[Information given]:
__________________________________________________

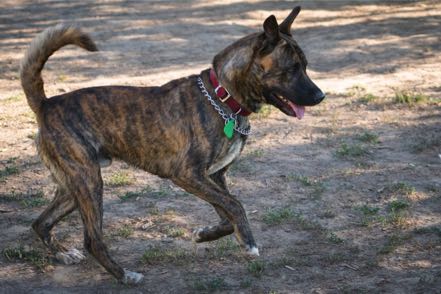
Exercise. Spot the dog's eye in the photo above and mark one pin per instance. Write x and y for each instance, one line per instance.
(293, 69)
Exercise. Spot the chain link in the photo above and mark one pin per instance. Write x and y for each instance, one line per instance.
(225, 116)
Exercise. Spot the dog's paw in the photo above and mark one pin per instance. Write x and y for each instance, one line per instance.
(71, 256)
(196, 235)
(131, 277)
(252, 251)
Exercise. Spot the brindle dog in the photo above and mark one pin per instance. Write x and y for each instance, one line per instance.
(172, 131)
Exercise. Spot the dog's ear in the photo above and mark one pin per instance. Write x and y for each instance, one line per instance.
(271, 29)
(285, 26)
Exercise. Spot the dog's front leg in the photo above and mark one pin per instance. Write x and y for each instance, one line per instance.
(224, 228)
(225, 203)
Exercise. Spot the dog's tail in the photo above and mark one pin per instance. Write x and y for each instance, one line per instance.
(43, 46)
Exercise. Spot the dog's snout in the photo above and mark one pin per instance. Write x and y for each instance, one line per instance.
(319, 96)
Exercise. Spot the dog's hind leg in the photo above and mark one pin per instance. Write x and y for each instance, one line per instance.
(224, 228)
(61, 205)
(206, 189)
(87, 186)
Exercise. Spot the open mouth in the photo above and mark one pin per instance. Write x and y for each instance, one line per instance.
(287, 107)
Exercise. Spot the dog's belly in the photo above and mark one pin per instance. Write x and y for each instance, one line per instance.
(232, 153)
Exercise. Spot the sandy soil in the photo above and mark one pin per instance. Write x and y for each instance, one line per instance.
(348, 200)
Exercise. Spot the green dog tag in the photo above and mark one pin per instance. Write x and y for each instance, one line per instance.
(229, 128)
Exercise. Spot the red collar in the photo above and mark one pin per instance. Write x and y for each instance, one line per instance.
(225, 97)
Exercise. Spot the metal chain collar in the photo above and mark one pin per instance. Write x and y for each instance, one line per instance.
(225, 116)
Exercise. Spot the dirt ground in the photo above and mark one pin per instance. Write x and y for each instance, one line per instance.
(347, 200)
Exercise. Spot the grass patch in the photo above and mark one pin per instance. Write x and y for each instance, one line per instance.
(225, 247)
(31, 256)
(410, 98)
(256, 267)
(367, 137)
(369, 214)
(256, 153)
(124, 231)
(351, 150)
(277, 216)
(174, 232)
(367, 210)
(157, 255)
(401, 189)
(119, 179)
(334, 258)
(429, 230)
(396, 206)
(135, 194)
(392, 243)
(9, 170)
(333, 238)
(317, 187)
(367, 98)
(211, 284)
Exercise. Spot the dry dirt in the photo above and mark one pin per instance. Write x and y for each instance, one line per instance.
(347, 200)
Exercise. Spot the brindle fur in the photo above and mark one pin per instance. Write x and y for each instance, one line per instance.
(170, 131)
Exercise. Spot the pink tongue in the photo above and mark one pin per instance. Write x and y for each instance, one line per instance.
(299, 110)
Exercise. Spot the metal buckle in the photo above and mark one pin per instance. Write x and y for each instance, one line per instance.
(222, 99)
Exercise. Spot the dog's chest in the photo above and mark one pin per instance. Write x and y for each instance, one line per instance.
(232, 153)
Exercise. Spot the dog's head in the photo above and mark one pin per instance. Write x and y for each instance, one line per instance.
(269, 67)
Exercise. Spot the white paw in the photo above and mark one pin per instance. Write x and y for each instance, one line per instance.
(71, 256)
(196, 235)
(252, 251)
(132, 277)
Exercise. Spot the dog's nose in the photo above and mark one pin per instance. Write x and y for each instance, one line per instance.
(319, 96)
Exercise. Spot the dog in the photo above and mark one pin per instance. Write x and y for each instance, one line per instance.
(189, 130)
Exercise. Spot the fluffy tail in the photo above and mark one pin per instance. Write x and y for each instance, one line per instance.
(43, 46)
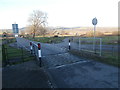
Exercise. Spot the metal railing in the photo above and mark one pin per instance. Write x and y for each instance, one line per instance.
(35, 49)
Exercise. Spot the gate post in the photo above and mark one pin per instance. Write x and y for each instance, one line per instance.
(39, 53)
(31, 47)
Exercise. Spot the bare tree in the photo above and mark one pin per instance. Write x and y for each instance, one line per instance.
(38, 22)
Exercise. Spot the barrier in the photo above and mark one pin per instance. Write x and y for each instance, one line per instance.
(36, 50)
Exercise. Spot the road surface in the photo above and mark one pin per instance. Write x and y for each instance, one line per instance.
(69, 71)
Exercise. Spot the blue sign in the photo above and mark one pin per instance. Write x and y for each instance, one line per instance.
(15, 28)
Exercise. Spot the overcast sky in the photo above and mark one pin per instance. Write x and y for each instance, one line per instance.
(68, 13)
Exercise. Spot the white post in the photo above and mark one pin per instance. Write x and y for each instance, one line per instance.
(31, 49)
(69, 44)
(100, 46)
(94, 40)
(79, 44)
(39, 53)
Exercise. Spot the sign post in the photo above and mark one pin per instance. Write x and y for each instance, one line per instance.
(39, 53)
(94, 22)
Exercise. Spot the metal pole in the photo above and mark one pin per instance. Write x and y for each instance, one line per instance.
(79, 44)
(100, 46)
(94, 40)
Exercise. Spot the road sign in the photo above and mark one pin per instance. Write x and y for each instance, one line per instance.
(94, 21)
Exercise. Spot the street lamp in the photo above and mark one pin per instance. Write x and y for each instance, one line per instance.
(94, 22)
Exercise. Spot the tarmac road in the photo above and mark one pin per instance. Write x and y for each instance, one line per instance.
(69, 71)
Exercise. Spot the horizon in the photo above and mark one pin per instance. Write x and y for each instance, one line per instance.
(63, 13)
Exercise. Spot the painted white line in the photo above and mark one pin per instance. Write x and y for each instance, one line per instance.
(69, 64)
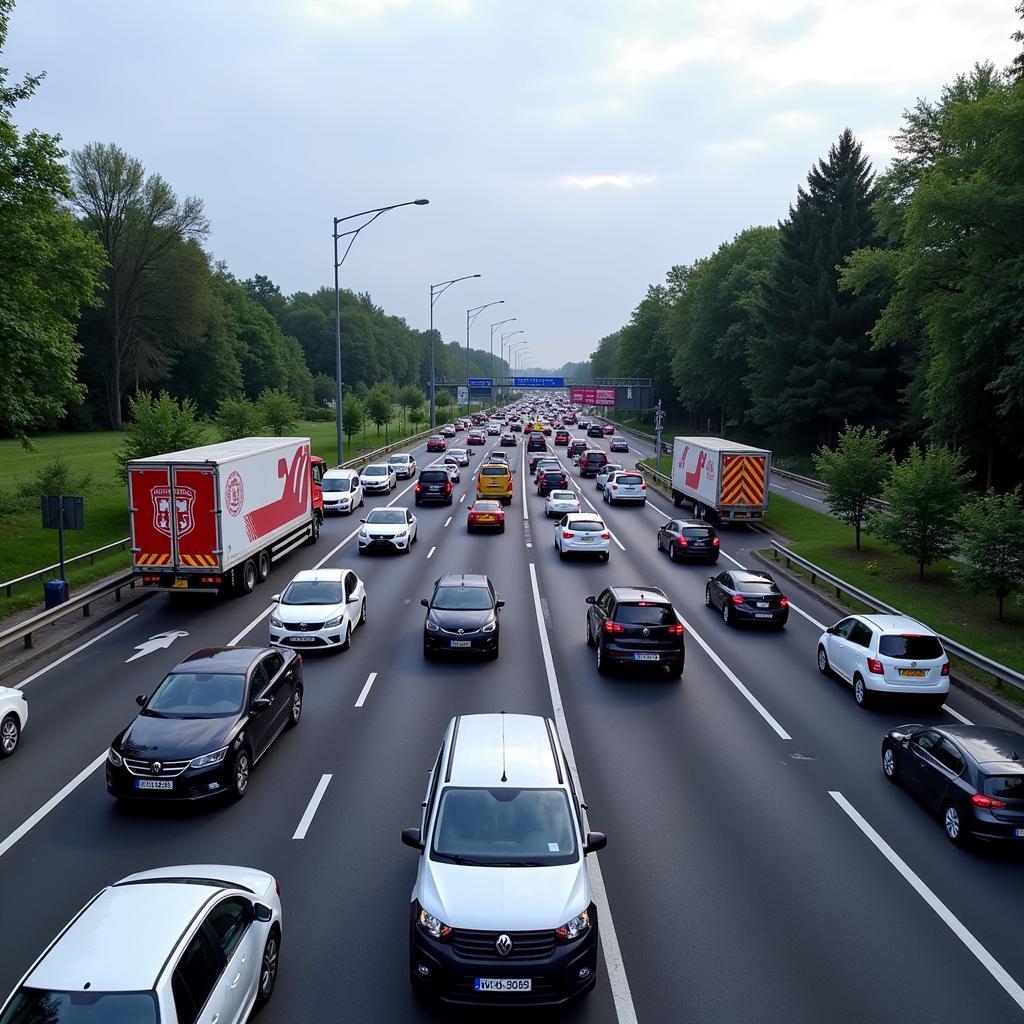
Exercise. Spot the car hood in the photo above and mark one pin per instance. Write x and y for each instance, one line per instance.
(175, 738)
(506, 898)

__________________________________________________

[Work required]: The answer must be an exact transcription of the lines from the one holding "Exercise. Spot the metal pole" to the last line of the entries above, with no pictures and nothing else.

[Output below]:
Exercise. Spot the metal pole in the photo above and mark one pin per instance. Write x and y for each instance, one line per instance.
(79, 44)
(100, 46)
(94, 40)
Exercise. Spot the road sign in the photo above and mark one pin per instance. Write x and y for each instance, one line per instance.
(94, 21)
Exercise. Spot the street lamp in the photo above and mark one pin per instance. Write x and y for each instance, one line per instance.
(94, 22)
Exercise. Spot the tarmac road in the photo above and mark one pin per instance. Write x and y for each instance, one line per instance.
(69, 71)
Exercise. Spot the horizon in the photo above and mark one pin per instance. Write x and y for each instance, one line per instance.
(63, 13)
Exercise. Spot the painted white line in the photo above and mark one pin per instance. Write x and y for each instance, one line per instance.
(69, 64)
Exercise. Spot the car hood in the photo above and mark one pin per instance. Write x and y for each instance, one line per instance.
(175, 738)
(506, 898)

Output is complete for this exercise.